[EXTRACTED TEXT]

Vitamin K may not be as famous as vitamin D, but it also has an important role to play in the prevention of osteoporosis. Vitamin K is a fat-soluble vitamin produced in the large intestine in humans, but also obtained from plant sources. The K in vitamin K stands for koagulationsvitamin, another clue as to the importance of vitamin K for its role in helping the blood to clot. While vitamin K can be taken in supplement form, it’s easy to obtain all the vitamin K you need from food sources. Vitamin K sources are abundant in the plant kingdom, and tasty, too.
Sources of Vitamin K
There are actually two forms of vitamin K: vitamin K1 and K2. Beef liver is one of the few meat-based sources of vitamin K. Green, leafy vegetables contain abundant amounts of vitamin K1, as does cruciferous vegetables. Eating plants containing large amounts of vitamin K1 helps you meet the RDA of 90 micrograms a day for men and women over age 19.

[/EXTRACTED TEXT]
[EXTRACTED MATERIAL]

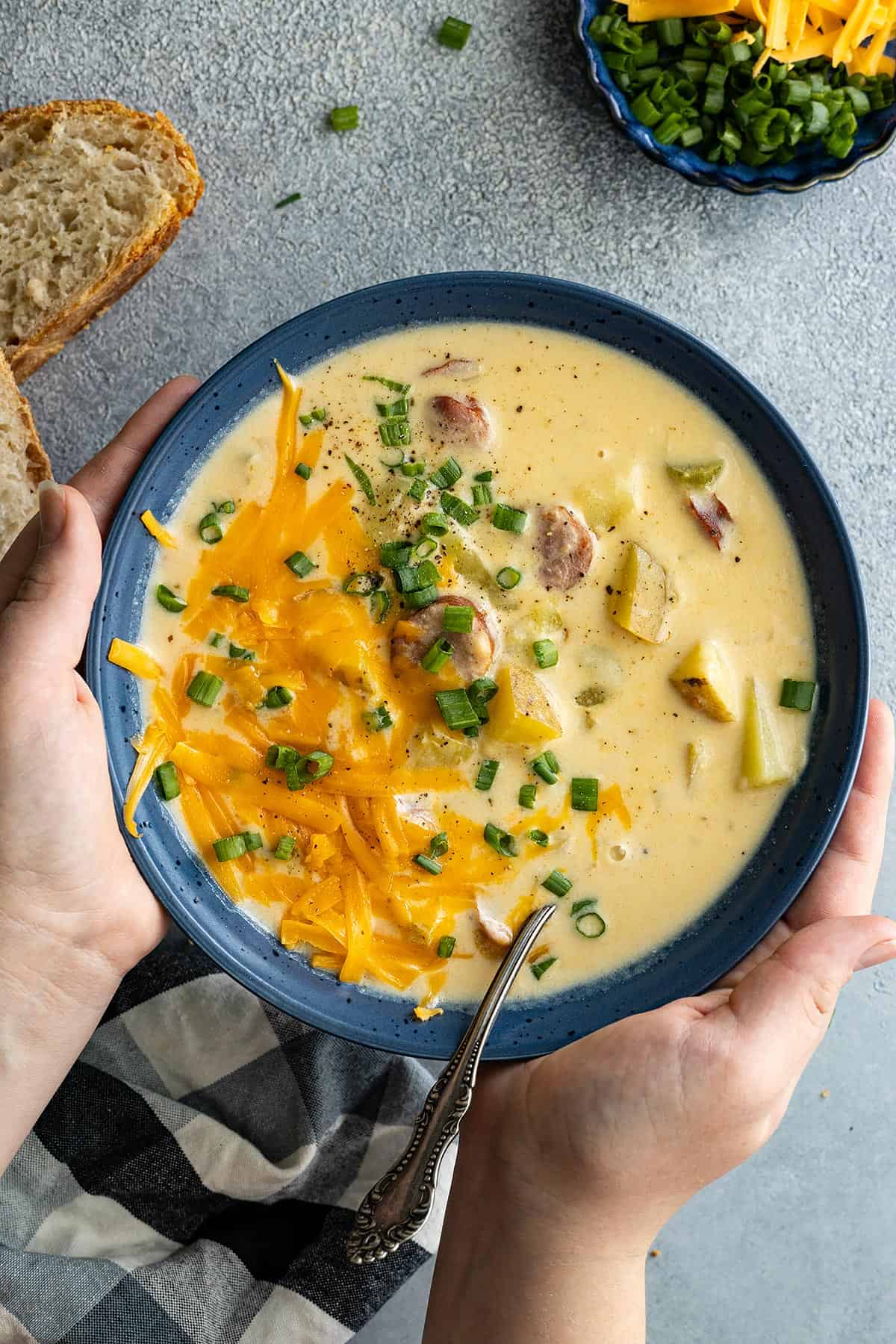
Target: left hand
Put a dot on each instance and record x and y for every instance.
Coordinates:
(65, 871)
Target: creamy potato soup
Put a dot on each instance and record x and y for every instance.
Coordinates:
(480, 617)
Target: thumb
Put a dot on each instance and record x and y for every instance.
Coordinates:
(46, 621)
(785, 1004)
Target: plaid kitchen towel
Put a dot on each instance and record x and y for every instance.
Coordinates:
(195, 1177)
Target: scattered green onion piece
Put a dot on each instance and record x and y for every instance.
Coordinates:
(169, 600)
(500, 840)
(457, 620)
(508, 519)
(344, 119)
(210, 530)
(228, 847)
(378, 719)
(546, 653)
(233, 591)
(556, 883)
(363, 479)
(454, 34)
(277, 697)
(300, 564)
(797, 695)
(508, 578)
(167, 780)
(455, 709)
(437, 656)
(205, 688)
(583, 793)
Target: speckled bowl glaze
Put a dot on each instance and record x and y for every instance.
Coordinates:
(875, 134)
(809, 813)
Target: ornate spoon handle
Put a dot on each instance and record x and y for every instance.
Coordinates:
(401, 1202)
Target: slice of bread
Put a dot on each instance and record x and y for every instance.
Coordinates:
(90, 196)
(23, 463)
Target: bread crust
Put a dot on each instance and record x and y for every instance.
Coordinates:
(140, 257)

[/EXTRACTED MATERIAL]
[EXTRACTED MATERIAL]

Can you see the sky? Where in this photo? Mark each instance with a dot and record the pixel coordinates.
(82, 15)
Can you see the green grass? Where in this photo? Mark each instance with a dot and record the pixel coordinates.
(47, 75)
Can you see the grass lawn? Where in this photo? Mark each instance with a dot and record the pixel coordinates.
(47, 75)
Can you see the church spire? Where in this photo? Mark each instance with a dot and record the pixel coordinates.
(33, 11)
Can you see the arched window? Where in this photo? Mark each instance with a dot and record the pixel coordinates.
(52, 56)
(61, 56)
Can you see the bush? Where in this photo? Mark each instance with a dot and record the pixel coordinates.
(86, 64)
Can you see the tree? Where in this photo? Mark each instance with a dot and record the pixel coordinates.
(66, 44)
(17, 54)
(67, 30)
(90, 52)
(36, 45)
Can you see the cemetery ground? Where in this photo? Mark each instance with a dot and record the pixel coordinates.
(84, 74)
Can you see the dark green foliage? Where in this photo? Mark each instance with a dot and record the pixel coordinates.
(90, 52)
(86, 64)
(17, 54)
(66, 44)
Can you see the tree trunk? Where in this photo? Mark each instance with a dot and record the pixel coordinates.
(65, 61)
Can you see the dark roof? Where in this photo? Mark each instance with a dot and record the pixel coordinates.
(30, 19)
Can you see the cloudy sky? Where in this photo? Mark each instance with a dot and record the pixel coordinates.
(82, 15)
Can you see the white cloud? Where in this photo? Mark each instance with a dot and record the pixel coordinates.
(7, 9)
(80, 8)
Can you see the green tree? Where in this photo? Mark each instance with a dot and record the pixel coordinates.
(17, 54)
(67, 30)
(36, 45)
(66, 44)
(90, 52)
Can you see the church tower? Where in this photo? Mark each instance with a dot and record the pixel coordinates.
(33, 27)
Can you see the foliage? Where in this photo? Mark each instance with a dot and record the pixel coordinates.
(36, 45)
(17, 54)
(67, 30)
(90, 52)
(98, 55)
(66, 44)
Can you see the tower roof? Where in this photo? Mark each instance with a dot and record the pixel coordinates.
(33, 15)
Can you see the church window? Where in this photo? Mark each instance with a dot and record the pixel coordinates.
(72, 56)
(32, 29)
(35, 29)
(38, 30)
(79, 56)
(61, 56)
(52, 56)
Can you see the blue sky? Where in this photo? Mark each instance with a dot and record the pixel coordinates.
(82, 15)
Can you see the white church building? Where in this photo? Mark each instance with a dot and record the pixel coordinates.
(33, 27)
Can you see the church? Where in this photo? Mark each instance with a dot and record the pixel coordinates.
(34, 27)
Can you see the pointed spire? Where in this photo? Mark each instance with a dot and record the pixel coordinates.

[/EXTRACTED MATERIAL]

> TASK REQUIREMENTS:
1. Repeat the part of the vitamin K text that opens with the words containing "Vitamin K may" and closes with "and tasty, too.".
2. List every food that the "Sources of Vitamin K" section of the vitamin K text names as a source of vitamin K.
The records are a separate body of material from the vitamin K text.

> OUTPUTS IN ORDER:
1.
Vitamin K may not be as famous as vitamin D, but it also has an important role to play in the prevention of osteoporosis. Vitamin K is a fat-soluble vitamin produced in the large intestine in humans, but also obtained from plant sources. The K in vitamin K stands for koagulationsvitamin, another clue as to the importance of vitamin K for its role in helping the blood to clot. While vitamin K can be taken in supplement form, it’s easy to obtain all the vitamin K you need from food sources. Vitamin K sources are abundant in the plant kingdom, and tasty, too.

2.
- Beef liver
- Green, leafy vegetables
- Cruciferous vegetables